> [Work instructions]: Repeat all the records exactly, omitting pictures.

::: Record list

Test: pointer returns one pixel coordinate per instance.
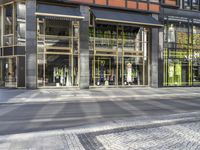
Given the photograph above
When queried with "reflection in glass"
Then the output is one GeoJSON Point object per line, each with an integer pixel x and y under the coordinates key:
{"type": "Point", "coordinates": [8, 72]}
{"type": "Point", "coordinates": [8, 25]}
{"type": "Point", "coordinates": [58, 50]}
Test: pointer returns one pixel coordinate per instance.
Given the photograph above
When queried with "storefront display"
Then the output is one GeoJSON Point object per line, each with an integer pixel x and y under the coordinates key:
{"type": "Point", "coordinates": [58, 52]}
{"type": "Point", "coordinates": [120, 55]}
{"type": "Point", "coordinates": [182, 59]}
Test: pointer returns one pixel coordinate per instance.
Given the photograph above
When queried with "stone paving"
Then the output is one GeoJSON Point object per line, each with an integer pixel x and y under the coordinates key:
{"type": "Point", "coordinates": [174, 132]}
{"type": "Point", "coordinates": [98, 94]}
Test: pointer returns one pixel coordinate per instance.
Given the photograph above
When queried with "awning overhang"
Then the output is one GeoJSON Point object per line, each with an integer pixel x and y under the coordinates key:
{"type": "Point", "coordinates": [46, 10]}
{"type": "Point", "coordinates": [125, 17]}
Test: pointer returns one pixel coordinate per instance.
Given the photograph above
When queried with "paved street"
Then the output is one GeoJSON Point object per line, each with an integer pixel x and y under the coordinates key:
{"type": "Point", "coordinates": [172, 132]}
{"type": "Point", "coordinates": [140, 118]}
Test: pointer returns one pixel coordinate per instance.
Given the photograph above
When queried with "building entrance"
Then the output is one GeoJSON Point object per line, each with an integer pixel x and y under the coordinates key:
{"type": "Point", "coordinates": [118, 55]}
{"type": "Point", "coordinates": [58, 53]}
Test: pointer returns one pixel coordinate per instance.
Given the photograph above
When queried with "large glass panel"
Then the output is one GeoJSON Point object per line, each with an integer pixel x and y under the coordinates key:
{"type": "Point", "coordinates": [21, 24]}
{"type": "Point", "coordinates": [58, 70]}
{"type": "Point", "coordinates": [181, 57]}
{"type": "Point", "coordinates": [196, 67]}
{"type": "Point", "coordinates": [133, 71]}
{"type": "Point", "coordinates": [187, 4]}
{"type": "Point", "coordinates": [195, 4]}
{"type": "Point", "coordinates": [118, 55]}
{"type": "Point", "coordinates": [105, 70]}
{"type": "Point", "coordinates": [8, 25]}
{"type": "Point", "coordinates": [58, 52]}
{"type": "Point", "coordinates": [8, 72]}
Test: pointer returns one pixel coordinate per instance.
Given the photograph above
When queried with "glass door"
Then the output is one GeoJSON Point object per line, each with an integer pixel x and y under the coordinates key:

::::::

> [Written solution]:
Test: pointer returns one pixel coordinate per instance.
Given the photograph above
When queried with "reflection in glass"
Then the output is one GeoJSON Point object per line, each with an integer pixel x and y under the coordinates key:
{"type": "Point", "coordinates": [8, 72]}
{"type": "Point", "coordinates": [8, 25]}
{"type": "Point", "coordinates": [58, 50]}
Test: pointer returns one pixel coordinate per instance.
Given the photograph above
When queried with "storefront display"
Then the output is one GeoJSON Point object per line, each with an integer pixel x and y under the coordinates key:
{"type": "Point", "coordinates": [58, 52]}
{"type": "Point", "coordinates": [120, 55]}
{"type": "Point", "coordinates": [182, 59]}
Test: pointer returns one pixel coordinate per instance.
Given the photograph above
When queried with "stone paving"
Then the output is one GeoJSON Point object per line, each with an integer pixel x and y under the coordinates key:
{"type": "Point", "coordinates": [174, 132]}
{"type": "Point", "coordinates": [98, 94]}
Test: pointer returns one pixel coordinate per instance.
Given the photograph above
When queried with "awning overhang"
Then the output is one GeoJSON Point object per line, each with an integer pixel x and y under the coordinates key:
{"type": "Point", "coordinates": [46, 10]}
{"type": "Point", "coordinates": [125, 17]}
Test: pointer returns one pixel coordinate per instance.
Given the photograph above
When queried with "paved street"
Then the output is one GeoJSON Point object per line, each with an integer pixel x and y under the coordinates key:
{"type": "Point", "coordinates": [172, 132]}
{"type": "Point", "coordinates": [140, 118]}
Test: pointer returns one pixel coordinate per instance.
Given the photograph above
When queried with "building entrance"
Then the output is one GeoJSON Point object per line, each with an integer pixel x and y under the coordinates key:
{"type": "Point", "coordinates": [118, 55]}
{"type": "Point", "coordinates": [58, 53]}
Test: pointer returns one pixel coordinate per instance.
Given the photograph above
When queried with "large glass panel"
Then the output is one GeoJSON Point object per line, each with an integer pixel x and y under the coordinates key:
{"type": "Point", "coordinates": [21, 24]}
{"type": "Point", "coordinates": [58, 70]}
{"type": "Point", "coordinates": [181, 57]}
{"type": "Point", "coordinates": [196, 67]}
{"type": "Point", "coordinates": [133, 71]}
{"type": "Point", "coordinates": [187, 4]}
{"type": "Point", "coordinates": [195, 4]}
{"type": "Point", "coordinates": [118, 55]}
{"type": "Point", "coordinates": [105, 70]}
{"type": "Point", "coordinates": [8, 25]}
{"type": "Point", "coordinates": [58, 52]}
{"type": "Point", "coordinates": [8, 72]}
Test: pointer returns one pixel coordinate per instance.
Given the photograph above
When queried with "glass door"
Then the output is one GeoJSON Point object per line, each with an integer pixel x and y under the coordinates key:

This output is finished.